- SET EXERCISE: Your task is to copy every record exactly.
■ ■ ■ ■
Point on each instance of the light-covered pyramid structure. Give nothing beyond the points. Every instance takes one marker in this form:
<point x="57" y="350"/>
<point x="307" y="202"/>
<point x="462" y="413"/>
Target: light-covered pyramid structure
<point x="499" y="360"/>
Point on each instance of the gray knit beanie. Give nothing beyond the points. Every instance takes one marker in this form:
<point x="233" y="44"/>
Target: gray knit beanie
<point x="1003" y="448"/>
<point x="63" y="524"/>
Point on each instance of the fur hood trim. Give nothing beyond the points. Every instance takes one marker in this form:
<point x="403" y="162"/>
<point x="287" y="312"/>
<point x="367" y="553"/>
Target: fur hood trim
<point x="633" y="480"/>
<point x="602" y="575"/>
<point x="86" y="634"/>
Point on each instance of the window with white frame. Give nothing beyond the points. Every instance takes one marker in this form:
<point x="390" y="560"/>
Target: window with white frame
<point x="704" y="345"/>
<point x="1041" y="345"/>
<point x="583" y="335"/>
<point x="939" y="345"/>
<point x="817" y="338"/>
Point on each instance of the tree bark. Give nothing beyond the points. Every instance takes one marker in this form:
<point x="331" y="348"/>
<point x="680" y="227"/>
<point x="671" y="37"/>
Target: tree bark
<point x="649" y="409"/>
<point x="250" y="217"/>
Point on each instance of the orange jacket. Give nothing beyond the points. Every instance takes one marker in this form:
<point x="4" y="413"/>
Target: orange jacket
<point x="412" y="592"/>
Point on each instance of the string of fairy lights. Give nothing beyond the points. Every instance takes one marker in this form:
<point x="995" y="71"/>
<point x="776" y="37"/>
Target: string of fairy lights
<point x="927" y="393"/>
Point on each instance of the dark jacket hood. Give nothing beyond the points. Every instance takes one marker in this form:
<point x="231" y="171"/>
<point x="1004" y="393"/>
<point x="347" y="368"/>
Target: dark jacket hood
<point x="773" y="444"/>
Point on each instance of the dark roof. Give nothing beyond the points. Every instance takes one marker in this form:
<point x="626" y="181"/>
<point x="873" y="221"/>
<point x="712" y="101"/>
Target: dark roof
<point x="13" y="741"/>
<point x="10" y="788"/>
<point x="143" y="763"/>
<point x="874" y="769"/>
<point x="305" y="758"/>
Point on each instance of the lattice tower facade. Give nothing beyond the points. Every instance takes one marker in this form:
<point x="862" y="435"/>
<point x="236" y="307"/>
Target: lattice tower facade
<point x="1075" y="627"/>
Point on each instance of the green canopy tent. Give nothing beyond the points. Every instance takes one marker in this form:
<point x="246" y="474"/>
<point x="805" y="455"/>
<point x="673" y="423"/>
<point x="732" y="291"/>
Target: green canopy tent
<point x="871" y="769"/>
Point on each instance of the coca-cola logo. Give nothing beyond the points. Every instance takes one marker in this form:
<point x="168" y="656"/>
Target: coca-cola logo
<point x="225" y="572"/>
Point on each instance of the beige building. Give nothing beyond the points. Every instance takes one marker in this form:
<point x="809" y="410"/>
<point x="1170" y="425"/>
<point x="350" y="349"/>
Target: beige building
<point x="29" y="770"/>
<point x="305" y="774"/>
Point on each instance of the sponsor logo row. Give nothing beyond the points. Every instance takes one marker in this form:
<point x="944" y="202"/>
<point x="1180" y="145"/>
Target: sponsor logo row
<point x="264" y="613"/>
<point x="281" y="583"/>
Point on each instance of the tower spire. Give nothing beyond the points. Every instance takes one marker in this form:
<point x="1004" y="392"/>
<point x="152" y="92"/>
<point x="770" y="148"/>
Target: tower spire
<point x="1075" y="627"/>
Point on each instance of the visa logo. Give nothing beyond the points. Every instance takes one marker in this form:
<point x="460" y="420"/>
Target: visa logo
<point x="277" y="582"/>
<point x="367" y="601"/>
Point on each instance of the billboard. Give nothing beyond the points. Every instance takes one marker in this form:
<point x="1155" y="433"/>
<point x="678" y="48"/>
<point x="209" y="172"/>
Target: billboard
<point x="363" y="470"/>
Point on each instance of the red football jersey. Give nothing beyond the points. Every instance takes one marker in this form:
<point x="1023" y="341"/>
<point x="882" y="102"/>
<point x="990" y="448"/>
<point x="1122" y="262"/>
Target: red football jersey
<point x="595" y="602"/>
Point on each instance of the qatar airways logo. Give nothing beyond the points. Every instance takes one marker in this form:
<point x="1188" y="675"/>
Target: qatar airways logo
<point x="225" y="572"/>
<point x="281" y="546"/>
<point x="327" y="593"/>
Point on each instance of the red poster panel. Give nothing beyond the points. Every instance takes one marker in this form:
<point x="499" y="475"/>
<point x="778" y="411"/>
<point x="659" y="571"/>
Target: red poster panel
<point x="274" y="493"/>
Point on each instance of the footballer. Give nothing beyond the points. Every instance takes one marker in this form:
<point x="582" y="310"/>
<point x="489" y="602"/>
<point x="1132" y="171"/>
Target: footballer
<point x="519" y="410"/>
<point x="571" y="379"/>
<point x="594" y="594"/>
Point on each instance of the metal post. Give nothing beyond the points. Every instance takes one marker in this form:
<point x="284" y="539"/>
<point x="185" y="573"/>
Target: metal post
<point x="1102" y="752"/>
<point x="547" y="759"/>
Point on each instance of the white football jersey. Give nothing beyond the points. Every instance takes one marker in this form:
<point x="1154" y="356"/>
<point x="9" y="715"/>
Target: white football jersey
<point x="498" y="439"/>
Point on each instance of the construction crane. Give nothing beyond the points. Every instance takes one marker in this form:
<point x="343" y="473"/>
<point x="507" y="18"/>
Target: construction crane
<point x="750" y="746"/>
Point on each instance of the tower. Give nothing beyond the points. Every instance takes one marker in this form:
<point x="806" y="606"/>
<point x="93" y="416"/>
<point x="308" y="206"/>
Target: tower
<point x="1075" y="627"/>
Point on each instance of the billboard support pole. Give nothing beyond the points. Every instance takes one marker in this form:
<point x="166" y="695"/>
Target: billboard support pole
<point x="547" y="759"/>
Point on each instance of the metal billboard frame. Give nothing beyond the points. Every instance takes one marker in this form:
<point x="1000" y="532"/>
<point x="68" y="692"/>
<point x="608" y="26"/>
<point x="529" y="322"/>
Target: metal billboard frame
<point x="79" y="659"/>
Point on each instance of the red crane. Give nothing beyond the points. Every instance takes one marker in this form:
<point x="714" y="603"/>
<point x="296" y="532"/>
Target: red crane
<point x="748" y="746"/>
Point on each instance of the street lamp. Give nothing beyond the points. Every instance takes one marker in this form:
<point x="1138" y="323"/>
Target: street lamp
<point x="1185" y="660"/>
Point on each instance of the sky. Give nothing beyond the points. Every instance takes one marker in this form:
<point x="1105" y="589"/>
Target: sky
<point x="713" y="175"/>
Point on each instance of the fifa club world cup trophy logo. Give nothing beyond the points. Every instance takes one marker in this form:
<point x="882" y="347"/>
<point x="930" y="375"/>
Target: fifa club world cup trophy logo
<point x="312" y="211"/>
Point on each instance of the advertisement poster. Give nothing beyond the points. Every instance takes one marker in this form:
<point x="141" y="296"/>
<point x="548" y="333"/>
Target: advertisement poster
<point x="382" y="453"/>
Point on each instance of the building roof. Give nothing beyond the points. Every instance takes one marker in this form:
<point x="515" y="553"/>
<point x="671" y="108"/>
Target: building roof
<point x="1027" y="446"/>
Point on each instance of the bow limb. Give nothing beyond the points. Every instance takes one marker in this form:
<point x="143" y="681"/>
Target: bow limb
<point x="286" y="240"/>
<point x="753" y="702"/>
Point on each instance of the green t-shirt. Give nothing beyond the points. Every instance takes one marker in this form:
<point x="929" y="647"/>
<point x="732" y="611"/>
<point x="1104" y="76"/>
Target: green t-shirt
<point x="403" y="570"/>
■ ■ ■ ■
- RESPONSE TO THIS EXERCISE:
Point on each instance of the light-covered pyramid structure. Give nothing beyond the points. Every instance takes one marker in this form:
<point x="57" y="350"/>
<point x="307" y="202"/>
<point x="462" y="413"/>
Target: light-covered pyramid structure
<point x="499" y="360"/>
Point on each instance of the gray knit beanie. Give nothing beyond the points. Every instance takes one marker in this form:
<point x="233" y="44"/>
Target: gray knit beanie
<point x="1003" y="448"/>
<point x="63" y="524"/>
Point on each instance of the fur hood trim. Give nothing beyond the points. Every instance takes one marker in this form:
<point x="403" y="162"/>
<point x="287" y="312"/>
<point x="367" y="553"/>
Target: fur hood trim
<point x="633" y="480"/>
<point x="602" y="575"/>
<point x="86" y="634"/>
Point on each instance of the window with white frame. Give nothing beyond the points. Every instance takes one marker in this form:
<point x="390" y="560"/>
Target: window with white frame
<point x="704" y="345"/>
<point x="1041" y="345"/>
<point x="583" y="335"/>
<point x="939" y="345"/>
<point x="817" y="338"/>
Point on each instance of the tree bark. Give nothing beyond the points. Every instance takes one marker in this form:
<point x="331" y="348"/>
<point x="680" y="227"/>
<point x="671" y="37"/>
Target: tree bark
<point x="649" y="409"/>
<point x="250" y="217"/>
Point on each instance of the orange jacket. Give nothing beyond the points. Every instance takes one marker in this form:
<point x="4" y="413"/>
Target: orange jacket
<point x="412" y="592"/>
Point on each instance of the string of fairy lights. Give nothing beyond the points. Every instance takes one marker in this form:
<point x="995" y="71"/>
<point x="776" y="37"/>
Target: string of fairy lights
<point x="927" y="393"/>
Point on each instance of the dark jacket hood. Give nothing beyond the points. Every instance takes one marker in this form:
<point x="231" y="171"/>
<point x="1004" y="393"/>
<point x="347" y="368"/>
Target: dark jacket hood
<point x="773" y="444"/>
Point on each instance of the dark roof. Give nothing beyond the points. Every instance takes one marker in this form:
<point x="626" y="181"/>
<point x="873" y="221"/>
<point x="712" y="101"/>
Target: dark roof
<point x="13" y="741"/>
<point x="10" y="788"/>
<point x="143" y="763"/>
<point x="874" y="769"/>
<point x="305" y="758"/>
Point on each instance of the lattice tower facade. Give nothing beyond the points. Every instance takes one marker in this form:
<point x="862" y="435"/>
<point x="236" y="307"/>
Target: lattice tower facade
<point x="1075" y="627"/>
Point on each instance of the green canopy tent. Give nothing beyond the points. Every instance takes one marker in this form:
<point x="246" y="474"/>
<point x="805" y="455"/>
<point x="673" y="423"/>
<point x="732" y="291"/>
Target: green canopy tent
<point x="871" y="769"/>
Point on each instance of the coca-cola logo. Give nothing beyond the points. Every instance takes one marker in this form:
<point x="168" y="656"/>
Target: coca-cola logo
<point x="225" y="572"/>
Point on each instance of the beige building. Give nothing beyond the points. Every instance takes one marker in this form:
<point x="809" y="410"/>
<point x="1170" y="425"/>
<point x="350" y="349"/>
Target: beige building
<point x="29" y="770"/>
<point x="305" y="774"/>
Point on each instance of the sponsor logo row. Give nothing beyond the points. Every instance takes one marker in this form:
<point x="944" y="202"/>
<point x="1180" y="145"/>
Target: sponsor logo row
<point x="264" y="613"/>
<point x="281" y="583"/>
Point on each instance of the tower spire. Give nothing beyond the points. Every instance takes one marker in this form:
<point x="1004" y="392"/>
<point x="152" y="92"/>
<point x="770" y="148"/>
Target: tower spire
<point x="1075" y="627"/>
Point on each instance of the visa logo. Give nothing beyond the points. Every instance takes one marker in this form:
<point x="460" y="420"/>
Target: visa logo
<point x="277" y="582"/>
<point x="367" y="601"/>
Point on each instance of the billboard. Give nothing beyond the points. Every instance takes one marker in this form:
<point x="1155" y="433"/>
<point x="678" y="48"/>
<point x="209" y="172"/>
Target: billboard
<point x="363" y="470"/>
Point on each instance of the red football jersey. Give nothing beyond the points. Every instance takes one marker in this form:
<point x="1023" y="341"/>
<point x="882" y="102"/>
<point x="990" y="448"/>
<point x="1122" y="262"/>
Target: red football jersey
<point x="595" y="602"/>
Point on each instance of the qatar airways logo. Give nothing beyond the points. Every instance takes one marker in this form:
<point x="1188" y="675"/>
Target: qatar airways logo
<point x="225" y="572"/>
<point x="281" y="546"/>
<point x="327" y="593"/>
Point on each instance of the red poster panel. Give nothing beyond the points. Every instance takes one marker in this form:
<point x="499" y="475"/>
<point x="778" y="411"/>
<point x="659" y="571"/>
Target: red poster panel
<point x="274" y="493"/>
Point on each instance of the footballer. Give nothing beyond the points. Every instance takes one marker in this form:
<point x="582" y="310"/>
<point x="489" y="602"/>
<point x="1132" y="171"/>
Target: footballer
<point x="519" y="410"/>
<point x="571" y="379"/>
<point x="594" y="594"/>
Point on each instance of the metal post. Give nothing beyond the points. Every instance takes one marker in this form:
<point x="284" y="539"/>
<point x="185" y="573"/>
Target: metal post
<point x="1102" y="752"/>
<point x="547" y="759"/>
Point on each instance of the white football jersey. Give nothing beyond the points. Every instance takes one marker in this form:
<point x="1154" y="356"/>
<point x="9" y="715"/>
Target: white football jersey
<point x="498" y="439"/>
Point on each instance of the construction crane. Give nothing beyond the points. Every instance takes one marker in this form:
<point x="343" y="473"/>
<point x="507" y="18"/>
Target: construction crane
<point x="750" y="746"/>
Point on each instance of the tower. Give nothing beyond the points. Every instance takes one marker in this form:
<point x="806" y="606"/>
<point x="93" y="416"/>
<point x="308" y="206"/>
Target: tower
<point x="1075" y="627"/>
Point on each instance of the billboard support pole. Give nothing beyond the points. Every instance takes one marker in this form:
<point x="166" y="695"/>
Target: billboard support pole
<point x="547" y="759"/>
Point on each instance of the metal billboard frame. Give nothing beyond the points. Every instance takes one marker in this form:
<point x="1000" y="532"/>
<point x="68" y="692"/>
<point x="608" y="26"/>
<point x="529" y="322"/>
Target: metal billboard frame
<point x="79" y="659"/>
Point on each instance of the red crane. Give nothing beyond the points. Every instance takes one marker in this form:
<point x="714" y="603"/>
<point x="296" y="532"/>
Target: red crane
<point x="748" y="746"/>
Point on each instance of the street lamp. Give nothing beyond the points. Every instance takes one marker in this form:
<point x="1138" y="323"/>
Target: street lamp
<point x="1185" y="660"/>
Point on each instance of the sky. Give nothing beyond the points. Every instance takes one marker in this form:
<point x="1105" y="589"/>
Target: sky
<point x="713" y="175"/>
Point on each instance of the fifa club world cup trophy logo. Give nothing beyond the points. Every instance takes one marker in this form:
<point x="882" y="347"/>
<point x="930" y="375"/>
Target: fifa club world cup trophy logo
<point x="312" y="211"/>
Point on each instance of the advertisement poster. Give nothing beyond the points. Every instance takes one marker in this form:
<point x="141" y="296"/>
<point x="548" y="333"/>
Target: advertisement poster
<point x="382" y="453"/>
Point on each instance of the building roof. Give nothing beyond the points. Every instance takes one marker in this form:
<point x="515" y="553"/>
<point x="671" y="108"/>
Target: building roof
<point x="1027" y="446"/>
Point on each instance of the bow limb. Give nothing beyond the points. Every instance takes one marker in this form:
<point x="143" y="681"/>
Target: bow limb
<point x="286" y="240"/>
<point x="753" y="702"/>
Point on each instance of the green t-shirt. Give nothing beyond the points. Every instance takes one marker in this form:
<point x="929" y="647"/>
<point x="732" y="611"/>
<point x="1104" y="76"/>
Target: green t-shirt
<point x="403" y="570"/>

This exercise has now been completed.